Rows from a segmentation dataset
..............................

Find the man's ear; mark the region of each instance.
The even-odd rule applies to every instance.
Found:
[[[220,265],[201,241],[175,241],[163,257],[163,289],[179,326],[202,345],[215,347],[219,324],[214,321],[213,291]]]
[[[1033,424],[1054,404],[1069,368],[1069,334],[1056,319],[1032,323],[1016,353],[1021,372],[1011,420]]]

..............................

Your instructions — Write out every item above without changing anything.

Response to this exercise —
Find the man's ear; mark the region of each instance.
The even-odd rule applies to every instance.
Found:
[[[220,265],[201,241],[175,241],[163,257],[163,289],[179,326],[202,345],[215,347],[219,324],[214,321],[213,291]]]
[[[1033,424],[1054,404],[1069,368],[1069,334],[1056,319],[1032,323],[1016,353],[1021,372],[1011,420]]]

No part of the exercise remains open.